DATA IN THIS EXERCISE —
++++++++++++++++++++

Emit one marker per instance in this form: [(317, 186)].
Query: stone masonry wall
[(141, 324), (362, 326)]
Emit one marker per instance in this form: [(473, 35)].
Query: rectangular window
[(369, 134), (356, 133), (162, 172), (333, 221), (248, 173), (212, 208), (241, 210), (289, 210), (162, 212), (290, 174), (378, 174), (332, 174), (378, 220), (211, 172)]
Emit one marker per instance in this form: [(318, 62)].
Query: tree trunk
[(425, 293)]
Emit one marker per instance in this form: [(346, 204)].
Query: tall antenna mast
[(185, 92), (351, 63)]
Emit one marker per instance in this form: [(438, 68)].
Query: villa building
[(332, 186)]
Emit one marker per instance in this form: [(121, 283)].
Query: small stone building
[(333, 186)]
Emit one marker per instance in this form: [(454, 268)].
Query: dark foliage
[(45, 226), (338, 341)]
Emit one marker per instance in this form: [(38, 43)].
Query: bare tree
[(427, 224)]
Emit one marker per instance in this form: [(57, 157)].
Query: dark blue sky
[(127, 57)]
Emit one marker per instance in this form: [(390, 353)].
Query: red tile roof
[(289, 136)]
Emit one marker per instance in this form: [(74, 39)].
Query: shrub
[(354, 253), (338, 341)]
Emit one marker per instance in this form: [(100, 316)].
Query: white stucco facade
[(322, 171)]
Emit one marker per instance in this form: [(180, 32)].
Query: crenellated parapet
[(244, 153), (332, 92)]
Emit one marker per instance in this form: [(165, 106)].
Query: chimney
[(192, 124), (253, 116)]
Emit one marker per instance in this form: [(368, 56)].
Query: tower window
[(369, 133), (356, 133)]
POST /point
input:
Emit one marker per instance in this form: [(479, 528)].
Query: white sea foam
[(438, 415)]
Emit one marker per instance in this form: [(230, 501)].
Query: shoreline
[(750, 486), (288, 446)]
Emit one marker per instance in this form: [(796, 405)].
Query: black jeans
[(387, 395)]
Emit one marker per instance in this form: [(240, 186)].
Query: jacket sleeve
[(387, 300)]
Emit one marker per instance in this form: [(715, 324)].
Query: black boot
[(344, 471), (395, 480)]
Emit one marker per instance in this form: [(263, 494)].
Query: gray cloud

++++++++++++++++++++

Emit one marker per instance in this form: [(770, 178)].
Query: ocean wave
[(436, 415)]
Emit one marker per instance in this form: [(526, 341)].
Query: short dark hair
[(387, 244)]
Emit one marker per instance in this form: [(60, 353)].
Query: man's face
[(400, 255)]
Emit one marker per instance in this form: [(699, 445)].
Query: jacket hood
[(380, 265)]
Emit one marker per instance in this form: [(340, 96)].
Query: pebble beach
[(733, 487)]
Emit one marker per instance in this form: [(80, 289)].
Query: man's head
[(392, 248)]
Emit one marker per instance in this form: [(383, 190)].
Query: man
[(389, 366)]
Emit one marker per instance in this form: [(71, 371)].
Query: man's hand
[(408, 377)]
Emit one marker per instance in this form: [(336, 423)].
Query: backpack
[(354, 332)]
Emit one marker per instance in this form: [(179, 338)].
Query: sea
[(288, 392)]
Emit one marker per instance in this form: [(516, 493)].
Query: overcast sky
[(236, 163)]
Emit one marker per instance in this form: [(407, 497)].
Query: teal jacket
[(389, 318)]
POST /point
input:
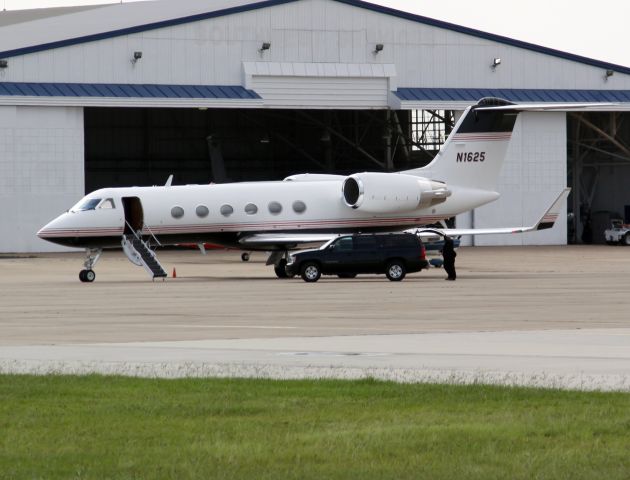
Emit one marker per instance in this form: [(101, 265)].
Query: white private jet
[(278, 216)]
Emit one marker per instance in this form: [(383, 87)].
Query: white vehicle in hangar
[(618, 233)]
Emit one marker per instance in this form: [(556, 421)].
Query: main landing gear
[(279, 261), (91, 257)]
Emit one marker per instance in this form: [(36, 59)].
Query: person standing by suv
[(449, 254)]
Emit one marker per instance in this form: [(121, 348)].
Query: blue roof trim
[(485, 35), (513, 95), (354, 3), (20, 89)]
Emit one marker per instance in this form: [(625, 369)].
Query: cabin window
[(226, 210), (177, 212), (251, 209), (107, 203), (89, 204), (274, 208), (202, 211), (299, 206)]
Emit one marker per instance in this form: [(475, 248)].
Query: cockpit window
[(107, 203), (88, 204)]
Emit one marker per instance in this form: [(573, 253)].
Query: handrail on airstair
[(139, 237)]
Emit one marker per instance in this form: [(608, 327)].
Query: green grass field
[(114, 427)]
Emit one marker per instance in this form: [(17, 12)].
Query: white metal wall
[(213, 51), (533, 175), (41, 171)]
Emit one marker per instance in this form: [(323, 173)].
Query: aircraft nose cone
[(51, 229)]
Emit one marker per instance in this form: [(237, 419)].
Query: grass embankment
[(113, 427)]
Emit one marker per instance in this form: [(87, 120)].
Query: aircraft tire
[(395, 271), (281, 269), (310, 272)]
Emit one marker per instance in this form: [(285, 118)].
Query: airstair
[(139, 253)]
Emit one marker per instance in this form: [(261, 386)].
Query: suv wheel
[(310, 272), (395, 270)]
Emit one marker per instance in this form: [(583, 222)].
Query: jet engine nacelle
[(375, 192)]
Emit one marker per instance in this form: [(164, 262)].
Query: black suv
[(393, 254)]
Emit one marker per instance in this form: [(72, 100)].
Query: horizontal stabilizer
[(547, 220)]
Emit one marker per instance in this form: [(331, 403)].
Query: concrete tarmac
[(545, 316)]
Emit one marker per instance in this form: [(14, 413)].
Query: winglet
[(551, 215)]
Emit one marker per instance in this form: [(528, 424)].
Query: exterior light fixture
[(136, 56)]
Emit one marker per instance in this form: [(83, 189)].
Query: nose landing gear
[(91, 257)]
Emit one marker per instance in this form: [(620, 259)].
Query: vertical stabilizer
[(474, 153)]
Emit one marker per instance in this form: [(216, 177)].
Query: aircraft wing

++++++++++++++++++++

OBJECTIVE — Lay out the lines of the items above as a numbered list, starting at the line that contains "Emit one marker per instance in this form: [(323, 173)]." and ending after the line that contains "[(136, 56)]", with blank lines omitted.

REPLY —
1. Emit one marker per instance in this form: [(323, 173)].
2. Query: aircraft nose cone
3. [(51, 229)]
4. Emit one marker per instance in this form: [(237, 419)].
5. Query: grass embankment
6. [(113, 427)]
7. Emit one marker per instance in this form: [(87, 120)].
8. Query: aircraft tire
9. [(395, 271), (281, 269), (310, 272)]
10. Emit one marker per instance in this form: [(285, 118)].
11. Query: airstair
12. [(139, 253)]
13. Emit one marker per instance in this form: [(261, 386)].
14. Query: suv wheel
15. [(310, 272), (395, 270)]
16. Emit one marker per instance in this form: [(583, 222)].
17. Query: jet engine nacelle
18. [(375, 192)]
19. Emit one marker per instance in this form: [(164, 262)].
20. Query: black suv
21. [(393, 254)]
22. Emit one marker per instance in this form: [(72, 100)].
23. Query: horizontal stabilizer
24. [(547, 220)]
25. Emit one marker per instance in this form: [(331, 403)].
26. Query: concrete tarmac
27. [(545, 316)]
28. Emit one marker per instance in this form: [(14, 413)].
29. Query: winglet
30. [(551, 215)]
31. Emit one marker per instance in this form: [(528, 424)].
32. Query: exterior light fixture
33. [(136, 56)]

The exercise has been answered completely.